-- EXCERPTED TEXT follows --

Hypertrophic cardiomyopathy (HCM) remains an important cause of morbidity and mortality in the general population.1 One of its most challenging features is a well-documented predisposition to atrial fibrillation (AF), which affects ∼20% of HCM patients2 and contributes to worse clinical outcomes, including heart failure (HF) and stroke.2,3

Several – and not mutually-exclusive – pathophysiological contributors to AF have been described in HCM, including diastolic dysfunction, mitral regurgitation, ischemia and abnormal atrial histology (atrial myopathy). Clinical risk factors associated with AF include female sex, age, LA diameter and hypertension.4 An association of incident AF with pathogenic variants in MYH7 (beta-myosin heavy chain) has been recently described.5

A correlation between atrial size and AF incidence is very well known in HCM and other cardiac diseases.2 However, the risk of cardioembolic events is higher in HCM patients, which justifies the strong indication to anticoagulate once AF is detected (i.e. the CHADS-VASc score should not be used to make decisions regarding anticoagulation in HCM).6 Due to the challenge of detecting small and infrequent paroxysms of AF, using the usual monitoring methodology of repeat Holters at regular intervals, some advocate starting anticoagulation when left atrium (LA) dimensions are over a certain value (e.g. 45 mm of anteroposterior diameter) or alternatively perform more frequent (six-monthly) Holters.6 Similar to sudden cardiac death (SCD) risk estimation,6 LA diameter is the most used parameter of LA dimension for cardioembolic risk estimation. Limitations of this approach include the non-uniform remodeling of the atrium. Therefore, some authors have suggested a move toward using volumetric measures as an imaging biomarker of risk in HCM,7 in accordance with contemporary chamber quantification recommendations.8

In other clinical conditions, LA function evaluation has been reported to provide additional prognostic information beyond LA size and in predicting progression from paroxysmal to persistent AF.9 Normal reference values have been published for atrial strain and volumetrically derived emptying fraction parameters.9 These parameters are however not routinely assessed in clinical practice.

In this edition of the Portuguese Journal of Cardiology, Teixeira et al.10 report an assessment of left atrial function in a small cohort of 53 patients with HCM, comparing 25 patients with paroxysmal AF (PAF) with 28 sex and aged matched patients without AF. The authors used atrial strain analysis derived from speckle-tracking and volumetric analysis from three-dimensional (3D) echocardiography. The main and interesting findings were the following: a) patients with PAF presented atrial emptying fractions (active and total atrial emptying fractions (AAEF and TAEF, respectively), measured by 3D echocardiography, smaller than individuals in the control group; b) AAEF showed an independent association with PAF, controlled for age, sex, presence of arterial hypertension and body mass index; c) atrial volumes were higher in the PAF cohort, but no difference was seen regarding the anteroposterior diameter of the LA; d) LA strain in all its components was reduced in the overall cohort compared to the published reference values, but with no difference seen between groups.

-- EXCERPTED TEXT concluded --

_YOUR OBJECTIVE_. Carry the commentary on left atrial function in hypertrophic cardiomyopathy forward from the end of its last paragraph.

-- RECORD EXTRACTS follows --

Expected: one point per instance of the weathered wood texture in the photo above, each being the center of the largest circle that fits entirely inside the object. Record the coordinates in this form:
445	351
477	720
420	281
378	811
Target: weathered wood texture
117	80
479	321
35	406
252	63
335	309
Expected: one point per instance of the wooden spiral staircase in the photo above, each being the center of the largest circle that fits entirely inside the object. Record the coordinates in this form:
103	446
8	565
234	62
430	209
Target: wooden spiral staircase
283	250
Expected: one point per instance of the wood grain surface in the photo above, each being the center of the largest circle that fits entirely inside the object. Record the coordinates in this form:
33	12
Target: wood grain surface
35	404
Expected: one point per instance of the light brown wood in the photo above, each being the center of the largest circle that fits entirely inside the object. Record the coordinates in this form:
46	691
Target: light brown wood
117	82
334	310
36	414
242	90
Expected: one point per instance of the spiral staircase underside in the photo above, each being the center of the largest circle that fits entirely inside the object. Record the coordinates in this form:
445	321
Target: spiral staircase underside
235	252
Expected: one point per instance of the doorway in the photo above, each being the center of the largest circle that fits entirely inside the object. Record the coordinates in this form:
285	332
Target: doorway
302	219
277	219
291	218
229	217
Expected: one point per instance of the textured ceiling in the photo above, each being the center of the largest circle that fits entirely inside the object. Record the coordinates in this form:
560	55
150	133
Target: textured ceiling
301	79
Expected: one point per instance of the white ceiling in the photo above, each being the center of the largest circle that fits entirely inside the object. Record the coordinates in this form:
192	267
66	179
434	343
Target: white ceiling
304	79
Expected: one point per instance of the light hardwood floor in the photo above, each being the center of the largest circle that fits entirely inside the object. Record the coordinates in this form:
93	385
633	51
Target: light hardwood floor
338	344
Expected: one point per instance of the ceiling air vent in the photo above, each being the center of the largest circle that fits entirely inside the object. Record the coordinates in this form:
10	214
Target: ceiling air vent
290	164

-- RECORD EXTRACTS concluded --

_ANSWER BOX_.
Similar reports on these parameters of deformation and function were previously published using echocardiography (and more recently magnetic resonance) and have also described a difference for volumetrically derived functional and/or strain parameters regarding incidence of AF in HCM. Some of these studies are cited in the article but others were published more recently.11–13 Other studies have reported an association of strain with outcomes such as HF, stroke and death.14,15

The strength of the study by Teixeira et al.10 lies in simultaneously 10 addressing deformation measurements and parameters of LA function derived from 3D-echo volumetric assessment. The main limitations of the current study are its retrospective/cross-sectional nature, which does not allow for direct evidence of AAEF in prospectively predicting AF and the small size of the cohort, which might have prevented there being enough statistical power to detect a difference of strain measurements between cases and controls.

However, the findings are relevant enough to justify the design of well-powered prospective studies with the aim of studying the predictive value of volumetric and strain assessment of the LA in HCM, and also importantly the value of these parameters as predictors of cardioembolic events. With the relative ease of obtaining these parameters from the currently available post-processing software, a significant result from such studies might lead to the incorporation of at least some of these measurements in routine decision-making and contribute to reducing the burden of stroke. Similarly, the use of these parameters should be tested in new models of SCD prediction, given the known association with LA dimension. Finally, it would be interesting to explore genotype-atrial phenotype associations using these measurements, and the potential impact of genotype as a direct cause of atrial myopathy.